▶ _Challenge A_
Transcribe the part of the FirewallD text that starts with "1. block – All" and goes on through "on the LAN.".
▶ _Challenge B_
Answer these questions from the FirewallD text:
(i) In RHEL 8, what replaces iptables as the default Linux network packet filtering framework?
(ii) What happens to incoming network connections in the drop zone?
(iii) Which command does the text use to view the drop zone?

▶ _Text provided_
-- Begin --
I am a new Red Hat Enterprise Linux sysadmin. How do I set up a firewall using FirwallD on RHEL 8?

Introduction – A Linux firewall used to protect your workstation or server from unwanted traffic. You can set up rules to either block traffic or allow through. RHEL 8 comes with a dynamic, customizable host-based firewall with a D-Bus interface. You can add or delete or update firewall rules without restarting the firewall daemon or service. firewall-cmd act as a frontend for the nftables. In RHEL 8 nftables replaces iptables as the default Linux network packet filtering framework. This page shows how to set up a firewall for your RHEL 8 and manage with the help of firewall-cmd administrative tool.

Basic concepts of FirewallD

firewalld simplifies the concepts of network traffic management. You have two main ideas as follows when it comes to firewalld on RHEL 8.

1. zones

Firewalld zones are nothing but predefined sets of rules. You can all zones by running the following ls command:
$ ls -l /usr/lib/firewalld/zones/
Use the cat command to view drop zone:
$ cat /usr/lib/firewalld/zones/drop.xml

How to list all firewalld zones on RHEL 8
List all firewalld zones on RHEL 8

Understanding predefined zones

  1. block – All incoming network connections rejected. Only network connections initiated from within the system are possible.
  2. dmz – Classic demilitarized zone (DMZ) zone that provided limited access to your LAN and only allows selected incoming ports.
  3. drop – All incoming network connections dropped, and only outgoing network connections allowed.
  4. external – Useful for router type of connections. You need LAN and WAN interfaces too for masquerading (NAT) to work correctly.
  5. home – Useful for home computers such as laptops and desktops within your LAN where you trust other computers. Allows only selected TCP/IP ports.
  6. internal – For use on internal networks when you mostly trust the other servers or computers on the LAN.
-- End --
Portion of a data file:
-- Begin --
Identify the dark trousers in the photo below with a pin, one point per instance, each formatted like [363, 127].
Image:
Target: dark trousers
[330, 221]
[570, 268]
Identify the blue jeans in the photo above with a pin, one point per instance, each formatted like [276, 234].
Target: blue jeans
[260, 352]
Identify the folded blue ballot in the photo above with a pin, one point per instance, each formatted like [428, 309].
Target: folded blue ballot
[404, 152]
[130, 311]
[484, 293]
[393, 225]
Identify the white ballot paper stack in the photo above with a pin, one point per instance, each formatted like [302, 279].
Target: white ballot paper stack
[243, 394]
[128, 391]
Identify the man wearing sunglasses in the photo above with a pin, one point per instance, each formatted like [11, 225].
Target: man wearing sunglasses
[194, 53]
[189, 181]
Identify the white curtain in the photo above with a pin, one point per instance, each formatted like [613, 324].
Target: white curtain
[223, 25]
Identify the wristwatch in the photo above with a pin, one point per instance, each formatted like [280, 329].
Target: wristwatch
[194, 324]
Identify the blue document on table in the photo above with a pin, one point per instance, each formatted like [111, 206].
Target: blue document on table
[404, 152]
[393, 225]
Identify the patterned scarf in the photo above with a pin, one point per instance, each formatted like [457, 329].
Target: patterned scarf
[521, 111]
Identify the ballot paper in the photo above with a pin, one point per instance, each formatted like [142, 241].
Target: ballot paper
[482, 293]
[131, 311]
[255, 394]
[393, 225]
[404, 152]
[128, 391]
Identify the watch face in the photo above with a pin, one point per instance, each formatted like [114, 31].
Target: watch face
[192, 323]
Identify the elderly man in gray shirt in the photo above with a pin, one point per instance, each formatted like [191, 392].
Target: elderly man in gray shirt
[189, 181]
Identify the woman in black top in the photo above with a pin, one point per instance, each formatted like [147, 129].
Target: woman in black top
-- End --
▶ _Exercise result A_
1. block – All incoming network connections rejected. Only network connections initiated from within the system are possible.
  2. dmz – Classic demilitarized zone (DMZ) zone that provided limited access to your LAN and only allows selected incoming ports.
  3. drop – All incoming network connections dropped, and only outgoing network connections allowed.
  4. external – Useful for router type of connections. You need LAN and WAN interfaces too for masquerading (NAT) to work correctly.
  5. home – Useful for home computers such as laptops and desktops within your LAN where you trust other computers. Allows only selected TCP/IP ports.
  6. internal – For use on internal networks when you mostly trust the other servers or computers on the LAN.

▶ _Exercise result B_
(i) nftables
(ii) They are dropped, and only outgoing network connections are allowed.
(iii) The cat command: $ cat /usr/lib/firewalld/zones/drop.xml